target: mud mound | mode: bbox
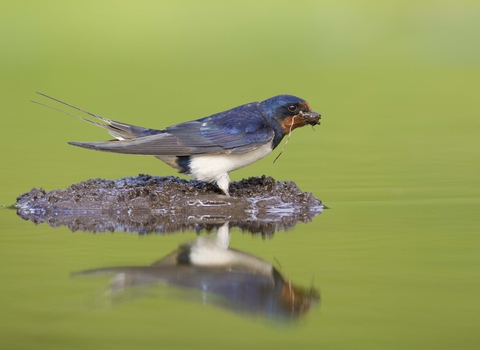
[15,175,323,235]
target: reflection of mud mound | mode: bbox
[15,175,323,234]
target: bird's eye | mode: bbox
[287,105,297,112]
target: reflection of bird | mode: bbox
[73,222,320,322]
[34,94,320,195]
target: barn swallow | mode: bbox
[33,93,320,196]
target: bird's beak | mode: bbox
[298,111,322,125]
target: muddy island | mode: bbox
[14,175,324,235]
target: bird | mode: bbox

▬▬▬

[Exercise objective] Render all of the data above as a JSON list of strings, one string per line, omitting blank lines. Leave the pictures out of the answer.

[The response]
[
  "target: mud mound | mode: bbox",
  "[15,175,323,235]",
  "target: reflection of mud mound | mode: bbox",
  "[15,175,323,234]",
  "target: bird's eye | mode: bbox",
  "[287,105,297,112]",
  "target: reflection of bird | mode: bbox",
  "[73,222,320,322]",
  "[34,94,320,195]",
  "target: barn swallow | mode: bbox",
  "[33,93,320,196]",
  "target: bird's beak | mode: bbox",
  "[298,111,322,125]",
  "target: muddy island | mode: bbox",
  "[14,175,324,235]",
  "target: bird | mode: bbox"
]